Daftar Tugas:
1. Dalam kutipan tentang Maizal, apa nama rumah tempat salah satu volunteer STUP mengajar adik-adik Papua?
2. Perpanjang kutipan tentang Maizal dengan menulis lanjutannya setelah kalimat terakhir yang tercantum.

Kutipan untuk Dibaca:
►

Berawal dari keberuntungan tak disengaja itulah akhirnya Maizal terseret dan terkena candu pada bagaimana dunia sosial, terutama pendidikan yang bahkan dalam kesederhanaannya masih dapat memberi arti. Pengalaman yang ia geluti dibidang social atau pun pendidikan memang belum lah lama, tapi setidaknya apa yang ia dapat telah memberi banyak makna hingga membuat ia betah untuk semakin lama berada di lingkaran itu. Jika pada awalnya ia hanya iseng untuk mendaftar menjadi seorang volunteer pada projek pertama di tahun 2015, sekarang ia bahkan mendapat kepercayaan untuk menjadi koordinator projek kedua di sebuah komunitas bernama Satu Ton untuk Papua (STUP). STUP adalah sebuah komunitas yang peduli akan pendidikan untuk anak-anak yang berada di Papua. Para volunteer di dalamnya mengumpulkan berbagai macam bahan penunjang belajar seperti buku bacaan, buku pelajaran, alat tulis, dan permainan edukatif untuk dikirimkan ke Papua. Tidak hanya itu, salah satu volunteer hadir ditengah-tengah adik-adik Papua untuk mengajar mereka di sebuah rumah yang sama-sama mereka bangun bernama Honai Mimpi. Sebelum berada di komunitas itu, saat tahun pertama hingga tahun ketiga ia kuliah, lelaki yang mengaku memiliki hobi membaca ini bergabung pada salah satu Unit Kegiatan Mahasiswa (UKM) di fakultasnya bernama Kelompok Jatinangor 21. Mai juga pernah menjadi panitia program BEM Kema Unpad Kementerian Pengabdian di tahun kedua kuliah dan juga pernah terlibat dalam Traveling and Teaching (TNT) oleh 1000 Guru Bandung di SMPTN Cicalengka, Jawa Barat. Dunia ini pula yang mengantarnya untuk berkesempatan bertemu dengan Butet Manurung, pendiri Sakola Rimba, saat menjadi panitia Diskusi Pendidikan antara Sakola Rimba dan 1000 Guru Bandung. Ia masih ingat salah satu hasil diskusi tersebut, “peduli saja tidak cukup, jika kita ingin peduli, lakukan hal yang tetap menjadikan yang kita pedulikan itu menjadi dirinya sendiri”. Ia pun mengaku benar telak pada pernyataan tersebut.

◄

Data yang Ditampilkan:
►

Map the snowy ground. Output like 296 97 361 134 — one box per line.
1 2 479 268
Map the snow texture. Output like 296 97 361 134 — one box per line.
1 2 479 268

◄

Jawaban Latihan:
1. Honai Mimpi.

2.
Dalam keseharian di tempat kuliah, Maizal juga cukup berbeda dengan teman-teman seperjuangannya. Pasalnya, jika mahasiswa lainnya memilih menghabiskan waktu liburan kuliah mereka untuk liburan ke tempat-tempat wisata atau di kampung halamannya, pemuda yang lahir di tanggal 16 Juli ini justru hobi sekali untuk mengisinya dengan magang, magang, dan magang. Alhasil, pengalaman magangnya telah membawa ia di tempat-tempat ternama seperti Harian Kontan, Kantor Staff Kepresidenan, dan kini ia masih menyelesaikan bulan Agustusnya untuk berada di media televisi (yang katanya) masa kini, NET. TV.  Menurut pemuda yang berniat akan meneruskan S2 sebelum menjadi pendidik mahasiswa ini, dalam magang ia pun sebenarnya tidak jauh berbeda dengan kawan sebaya, ia tetap bisa nongkrong dan bermain hanya saja manfaatnya jauh lebih terasa, terutama saat ia bisa bertemu dengan orang-orang baru yang notabennya bukan orang-orang biasa.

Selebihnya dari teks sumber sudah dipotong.